■ STATED PROBLEM ■
Exactly as written, retype the listing below, omitting the pictures.

Location identification items:

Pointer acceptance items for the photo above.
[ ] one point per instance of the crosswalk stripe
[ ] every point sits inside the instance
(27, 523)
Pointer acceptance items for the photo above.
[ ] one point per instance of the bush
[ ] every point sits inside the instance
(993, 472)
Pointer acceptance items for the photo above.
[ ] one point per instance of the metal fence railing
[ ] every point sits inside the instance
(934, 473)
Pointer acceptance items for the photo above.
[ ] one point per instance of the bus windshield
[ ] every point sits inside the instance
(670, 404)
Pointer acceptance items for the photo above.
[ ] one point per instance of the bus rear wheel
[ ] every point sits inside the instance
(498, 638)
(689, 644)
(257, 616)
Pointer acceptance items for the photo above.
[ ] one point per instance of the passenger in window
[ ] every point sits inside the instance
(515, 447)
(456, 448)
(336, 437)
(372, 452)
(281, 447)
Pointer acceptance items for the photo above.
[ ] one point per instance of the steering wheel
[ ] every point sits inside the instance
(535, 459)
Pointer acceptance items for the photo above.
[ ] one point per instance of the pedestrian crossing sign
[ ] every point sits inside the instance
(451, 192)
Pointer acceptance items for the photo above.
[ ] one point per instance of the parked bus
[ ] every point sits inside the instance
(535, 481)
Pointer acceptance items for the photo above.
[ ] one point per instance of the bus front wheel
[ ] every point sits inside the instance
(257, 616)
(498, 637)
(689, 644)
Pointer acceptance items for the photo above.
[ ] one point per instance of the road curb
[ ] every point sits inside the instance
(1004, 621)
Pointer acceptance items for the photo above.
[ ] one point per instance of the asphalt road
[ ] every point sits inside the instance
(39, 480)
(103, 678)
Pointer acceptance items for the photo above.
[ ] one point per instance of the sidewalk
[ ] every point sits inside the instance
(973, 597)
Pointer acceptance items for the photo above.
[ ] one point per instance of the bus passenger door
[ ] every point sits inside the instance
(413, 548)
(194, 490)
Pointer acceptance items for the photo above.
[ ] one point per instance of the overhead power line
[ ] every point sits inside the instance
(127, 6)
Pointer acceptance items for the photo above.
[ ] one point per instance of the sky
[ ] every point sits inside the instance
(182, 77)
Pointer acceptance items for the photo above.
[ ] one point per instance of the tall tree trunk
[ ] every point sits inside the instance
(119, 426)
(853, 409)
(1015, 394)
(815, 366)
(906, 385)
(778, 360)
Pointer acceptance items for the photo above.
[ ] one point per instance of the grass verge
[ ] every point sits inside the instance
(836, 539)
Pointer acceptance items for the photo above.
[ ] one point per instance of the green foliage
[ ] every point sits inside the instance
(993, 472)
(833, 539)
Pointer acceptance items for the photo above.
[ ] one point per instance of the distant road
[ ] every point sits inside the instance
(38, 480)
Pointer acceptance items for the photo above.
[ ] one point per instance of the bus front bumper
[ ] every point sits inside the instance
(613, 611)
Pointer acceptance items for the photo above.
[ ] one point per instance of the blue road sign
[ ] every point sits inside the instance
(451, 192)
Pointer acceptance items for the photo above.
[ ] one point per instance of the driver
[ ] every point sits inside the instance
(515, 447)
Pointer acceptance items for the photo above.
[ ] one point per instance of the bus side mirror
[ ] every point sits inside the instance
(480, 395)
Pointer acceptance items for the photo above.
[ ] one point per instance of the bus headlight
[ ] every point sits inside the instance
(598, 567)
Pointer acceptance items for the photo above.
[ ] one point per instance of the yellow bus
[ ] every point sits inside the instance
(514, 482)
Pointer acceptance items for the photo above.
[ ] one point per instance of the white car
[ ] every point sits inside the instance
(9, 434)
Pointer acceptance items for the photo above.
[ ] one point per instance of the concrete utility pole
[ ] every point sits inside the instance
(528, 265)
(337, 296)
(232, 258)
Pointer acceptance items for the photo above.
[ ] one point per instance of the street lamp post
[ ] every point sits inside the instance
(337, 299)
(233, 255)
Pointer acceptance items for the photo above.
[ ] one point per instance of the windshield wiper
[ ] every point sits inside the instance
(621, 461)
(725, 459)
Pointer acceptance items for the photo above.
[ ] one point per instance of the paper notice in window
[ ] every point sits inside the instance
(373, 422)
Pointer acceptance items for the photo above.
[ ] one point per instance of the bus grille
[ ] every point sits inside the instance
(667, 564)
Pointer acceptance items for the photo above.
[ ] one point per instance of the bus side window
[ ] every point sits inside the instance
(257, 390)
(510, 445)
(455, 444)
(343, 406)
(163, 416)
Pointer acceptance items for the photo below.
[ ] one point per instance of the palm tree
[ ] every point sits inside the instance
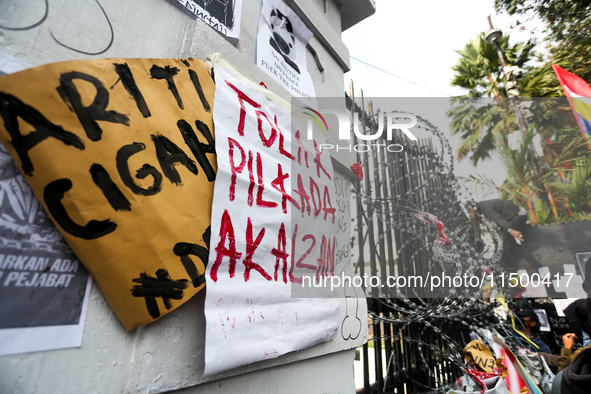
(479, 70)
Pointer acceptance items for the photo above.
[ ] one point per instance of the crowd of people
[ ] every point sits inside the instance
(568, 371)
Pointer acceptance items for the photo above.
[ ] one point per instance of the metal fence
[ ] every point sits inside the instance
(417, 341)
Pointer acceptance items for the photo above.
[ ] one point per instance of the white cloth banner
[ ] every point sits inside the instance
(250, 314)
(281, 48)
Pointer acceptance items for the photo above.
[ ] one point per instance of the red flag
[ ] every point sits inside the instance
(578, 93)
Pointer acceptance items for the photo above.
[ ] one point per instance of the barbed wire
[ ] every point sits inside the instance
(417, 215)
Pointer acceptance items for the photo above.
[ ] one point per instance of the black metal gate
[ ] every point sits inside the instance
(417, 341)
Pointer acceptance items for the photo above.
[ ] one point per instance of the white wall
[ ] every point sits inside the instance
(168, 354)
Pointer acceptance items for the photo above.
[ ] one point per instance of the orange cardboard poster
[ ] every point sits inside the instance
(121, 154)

■ CORRECT RESPONSE ■
Pointer acceptance items for the photo above.
[ ] one point per instance of the crosswalk stripe
[ ] every point sits inside the instance
(27, 523)
Pointer acceptance items for the photo above.
[ ] one point per instance of the bush
[ ] every point sits inside the instance
(993, 472)
Pointer acceptance items for the photo above.
[ ] one point per instance of the metal fence railing
[ ] every point sits inside the instance
(934, 473)
Pointer acceptance items for the photo above.
[ ] one point per instance of the bus windshield
[ ] every point sits inside the instance
(670, 404)
Pointer acceptance items for the photo above.
[ ] one point per instance of the bus rear wheel
[ ] every point sits inside the instance
(498, 638)
(689, 644)
(257, 616)
Pointer acceptance items for the photo above.
[ ] one point per instance of the passenger in window
[ ] every point sits inside the instance
(515, 447)
(456, 448)
(336, 437)
(372, 452)
(281, 447)
Pointer acceptance items for the photo above.
[ ] one point per instance of the steering wheel
[ ] every point sits inside the instance
(535, 459)
Pointer acceptance items for the photo above.
[ ] one point per instance of the pedestrian crossing sign
[ ] every point sits inside the instance
(451, 192)
Pointer acceptance items for the photo above.
[ ] one point per instance of the parked bus
[ ] every point sits inside the instance
(535, 481)
Pointer acceptance items for the photo above.
[ ] one point per instance of the bus front wheel
[ ] every point sits inside the instance
(257, 616)
(498, 637)
(689, 644)
Pointer acceptance items for the photo above.
[ ] one point per instance of the road curb
[ ] every point sits inside the instance
(1004, 621)
Pointer acceptance items for the photo above.
[ ] one point per instance of the asphalt road
[ ] every point sits inside the instance
(39, 480)
(103, 678)
Pointer acceptance items for the photo above.
[ ] one point per instance of the sidewalk
[ ] every point sits inside the instance
(973, 597)
Pointer acceptance items for the photo above.
[ ] one point per instance of the bus passenger door
[ ] every point sits inside the instance
(413, 548)
(194, 490)
Pointer acceptance items for the photo above.
[ ] one point per instance of the overhead power line
[ ] every point sits inside the instance
(127, 6)
Pointer acceptance items for the photo above.
[ ] one point per instance of the sky
[ ] every point sits inside the instance
(182, 77)
Pointer acceptance items for the photo above.
[ ] one point per instance of the tall tree trunk
[ ] every point sits inside the instance
(119, 426)
(853, 409)
(1015, 394)
(815, 366)
(906, 385)
(778, 360)
Pointer acceptance items for the photo above.
[ ] one point per instance of the grass verge
[ ] every point sits inside the instance
(836, 539)
Pointer acceptance items for the photo above.
[ ] one point per instance of the green foliage
[ ] every point sits inside the instance
(993, 472)
(833, 539)
Pointer acceptance items for the photo above.
[ ] one point per instance of the distant road
[ ] every point sits inside the instance
(38, 480)
Pointer acceptance items for the photo above.
[ ] one point per instance of the bus front bumper
[ ] every point sits inside the instance
(613, 611)
Pointer acceptance items for the photo above.
[ ] one point per instance of the blue road sign
[ ] every point sits inside the instance
(451, 192)
Pointer acceptance items for the photo above.
[ ] one point per instance of the driver
[ ] every point sits inside the instance
(515, 447)
Pointer acceptance items for the photo above.
[ ] one point per instance of the bus side mirror
[ ] every point sits inside the instance
(480, 395)
Pointer acceptance items for the photo above.
[ ] one point per instance of the bus headlight
[ ] every point sits inside the instance
(598, 567)
Pointer acceptance items for the photo above.
[ ] one point per instance of the yellow bus
[ ] every point sits inside the instance
(514, 482)
Pointer acceptance items for the photo above.
[ ] one point per instance of the white car
[ ] every point sits inside the instance
(9, 434)
Pointer acceptance items for the photo above.
[ ] one point per instance of the concrete utility pole
[ ] every point sits inside the instance
(528, 265)
(337, 296)
(232, 258)
Pointer acceptance items for the photo above.
[ ] one point per instance of the street lamp post
[ ] every point sits inside the instance
(337, 299)
(233, 255)
Pointer acceptance items for the photo above.
[ ] one point per instance of the windshield wiper
[ ] every point sits inside the instance
(621, 461)
(725, 459)
Pointer acceptance items for the photo above.
[ ] one point per instance of the paper notice in window
[ ] every point sits inside the instance
(373, 422)
Pointer acceptance items for the photo above.
[ ] one point per instance of the bus grille
[ ] every point sits inside the instance
(667, 564)
Pointer acceptance items for the photo above.
[ ] one point per instance of the bus side window
[ ] every point sits inside the instance
(257, 390)
(510, 445)
(455, 444)
(343, 406)
(163, 416)
Pointer acceptance items for the photo below.
[ ] one point per instance of the palm tree
[ ] every point sits inside the instance
(479, 70)
Pointer acceptance items for the photo above.
[ ] one point per instance of the crowd of people
[ ] every point sits inside the instance
(568, 371)
Pointer acceptance items for the photo above.
[ ] one point per instance of the metal fence
[ ] every point sits inside the instance
(417, 341)
Pointer acceptance items for the photo above.
[ ] one point per instance of the white cloth banner
[ ] every point sits inside the instance
(250, 314)
(281, 48)
Pointer acceptance items for the photo above.
[ ] one point per instance of the red flag
[ ] every point sits inside the instance
(578, 93)
Pointer acceptance items for the photo above.
[ ] one point per instance of the barbed wire
[ ] every point sits inside the instance
(417, 215)
Pointer acceptance items for the photo above.
[ ] one point per instance of the black metal gate
[ ] every point sits inside the instance
(417, 341)
Pointer acceptance items for the photo above.
[ ] one point per instance of the white wall
[ ] every point sits inside the instance
(168, 354)
Pointer acceptance items for the photo above.
[ ] one point per instance of the orange cardboard poster
[ ] every point sits inside the instance
(121, 154)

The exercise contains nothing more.